Reading passage
==================================================

And according to the first Bank of Scotland Family Savings Report the percentage of young adults relying on handouts from their parents has increased significantly over the past two decades. More than four out of five young adults (84%) in Scotland turn to their parents for financial support, compared to just 61% in the 1980s.
Scots are more likely to borrow within the family, according to research by R3, the insolvency trade body. Its recent survey found 29% of Scots would borrow from parents, grandparents and other family members compared to an average 20% across the UK.
Intriguingly, the Bank of Scotland research claims that whereas the UK is a nation of "cash-point parents", who provide a relatively high level of financial support to grown-up children, but have a relatively low level of influence in their kids' lives, in Scotland it is different. Almost 40% of Scottish parents are said to be "Hasselhoffs" – "have a strong say in everyday life and hand out frequent financial support".
Greg Coughlan, head of savings at Bank of Scotland, says: "Much has been said about the bank of mum and dad in relation to the cost of getting on the housing ladder, but it is clear that Scottish young adults rely on financial support from their parents for a lot more than this."
Over three in five (62%) parents in the UK are giving, or plan to give, their children aged 18 or over more financial help than they received from their own parents, according to research from Standard Life.
A third of parents expect to have to help with housing and living costs, and 26% with house deposits, as well other finances into adulthood. Over half of parents feel "it is their duty as a parent", a third worry that otherwise their kids will not achieve their full potential, while 37% cite current economic pressures.
Julie Russell, head of customer relationships at Standard Life, says: "The economic downturn and price increases have left many parents expecting to have to financially support their children into adulthood. This creates a significant challenge – how to balance the desire to provide for your child, even when they become adults, as well as save to secure your future."

==================================================

Given data

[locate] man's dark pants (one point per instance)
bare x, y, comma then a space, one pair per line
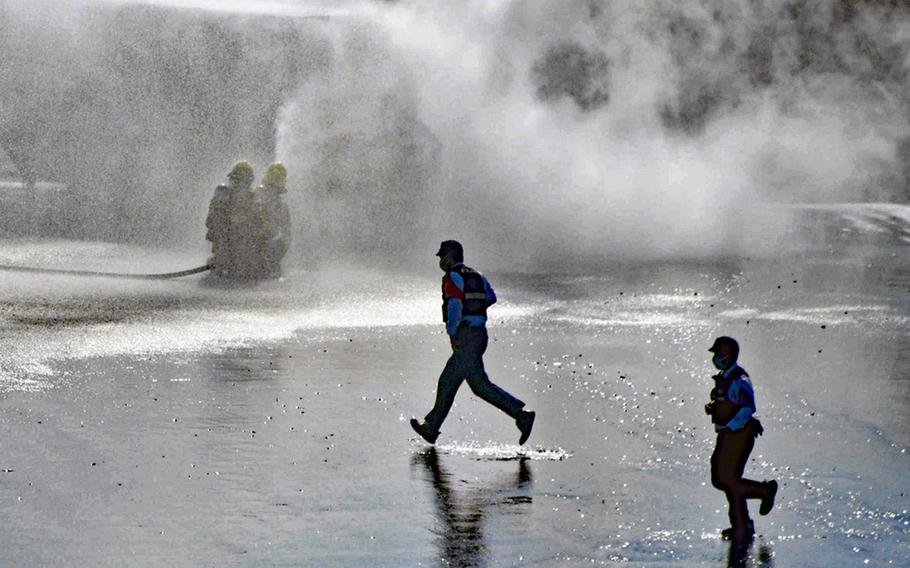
466, 363
728, 462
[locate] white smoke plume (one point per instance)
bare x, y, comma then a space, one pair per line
554, 129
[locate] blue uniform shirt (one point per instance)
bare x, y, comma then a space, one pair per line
454, 290
739, 393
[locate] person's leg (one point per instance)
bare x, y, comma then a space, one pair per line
476, 344
725, 476
740, 444
446, 388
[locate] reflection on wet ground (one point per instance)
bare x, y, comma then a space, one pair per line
270, 427
462, 506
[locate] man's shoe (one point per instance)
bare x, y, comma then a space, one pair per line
424, 432
727, 533
767, 502
525, 422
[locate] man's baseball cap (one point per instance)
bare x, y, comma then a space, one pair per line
445, 247
724, 341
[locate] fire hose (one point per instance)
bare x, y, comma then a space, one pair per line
160, 276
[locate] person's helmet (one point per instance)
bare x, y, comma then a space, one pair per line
454, 247
727, 344
276, 176
242, 174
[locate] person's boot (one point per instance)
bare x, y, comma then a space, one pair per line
767, 502
525, 422
424, 431
727, 533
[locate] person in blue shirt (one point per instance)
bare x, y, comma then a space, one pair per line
466, 295
731, 409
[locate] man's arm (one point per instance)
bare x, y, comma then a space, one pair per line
488, 289
742, 394
453, 286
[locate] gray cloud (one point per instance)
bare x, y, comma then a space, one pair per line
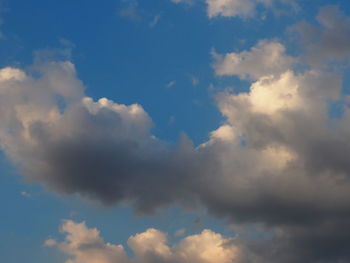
279, 160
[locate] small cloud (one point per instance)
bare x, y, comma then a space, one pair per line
180, 232
170, 84
194, 80
171, 120
154, 21
25, 194
50, 243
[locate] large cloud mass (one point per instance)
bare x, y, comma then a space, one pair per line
279, 160
85, 245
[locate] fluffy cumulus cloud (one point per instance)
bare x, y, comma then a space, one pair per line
279, 161
85, 245
240, 8
73, 144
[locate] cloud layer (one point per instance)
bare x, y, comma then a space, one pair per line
85, 245
278, 161
239, 8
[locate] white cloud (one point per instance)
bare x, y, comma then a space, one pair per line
85, 245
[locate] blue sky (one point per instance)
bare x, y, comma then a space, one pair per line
184, 65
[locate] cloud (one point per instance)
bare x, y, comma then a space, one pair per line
327, 41
170, 84
279, 159
155, 21
266, 58
85, 245
72, 144
241, 8
188, 2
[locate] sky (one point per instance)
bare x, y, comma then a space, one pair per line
174, 131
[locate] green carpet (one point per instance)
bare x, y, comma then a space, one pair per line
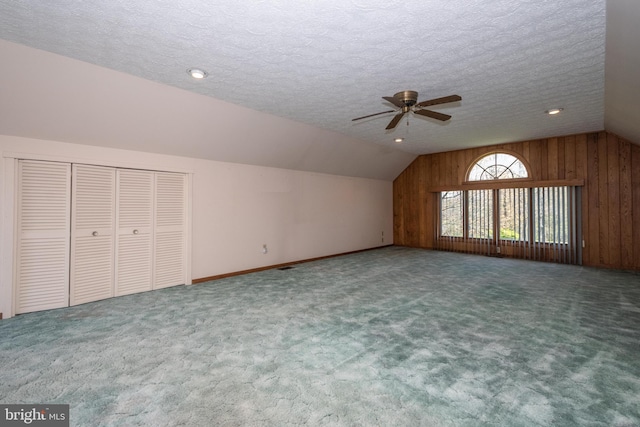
388, 337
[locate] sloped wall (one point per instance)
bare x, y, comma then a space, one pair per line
608, 164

==================================================

Work to complete
(A) From the reading on parents' financial support, translate this sentence into Spanish: "Scots are more likely to borrow within the family, according to research by R3, the insolvency trade body."
(B) Recast the records as a JSON list of strings, one string per line and no blank lines, starting at the line containing "[locate] large cloud" and ending at the last line of the records. Leave the pictures out.

Responses to the tasks
(A) Los escoceses tienen más probabilidades de pedir dinero prestado dentro de la familia, según una investigación de R3, la asociación profesional del sector de la insolvencia.

(B)
[
  "[locate] large cloud mass (one point per instance)",
  "bare x, y, comma then a space, one pair per line",
  "279, 160",
  "85, 245",
  "[locate] fluffy cumulus cloud (one point per instance)",
  "bare x, y, comma then a space, one pair per line",
  "279, 161",
  "85, 245",
  "240, 8",
  "73, 144",
  "[locate] cloud layer (one point per instance)",
  "bare x, y, comma then a space, one pair per line",
  "85, 245",
  "278, 161",
  "239, 8",
  "[locate] white cloud (one point per instance)",
  "bare x, y, comma then a space, one pair per line",
  "85, 245",
  "[locate] blue sky (one point per instance)",
  "bare x, y, comma then a space, one pair per line",
  "184, 65",
  "[locate] cloud (one point per instance)",
  "bare x, y, comma then a space, one pair per line",
  "327, 41",
  "170, 84",
  "279, 159",
  "155, 21",
  "266, 58",
  "85, 245",
  "72, 144",
  "241, 8",
  "188, 2",
  "[locate] sky (one point per instance)",
  "bare x, y, comma then a space, one pair per line",
  "174, 131",
  "[locate] green carpet (one point per instance)",
  "bare x, y, comma then a space, one pair per line",
  "388, 337",
  "[locate] sloped wall (one point per instance)",
  "bare x, y, comma then a space, one pair per line",
  "608, 164"
]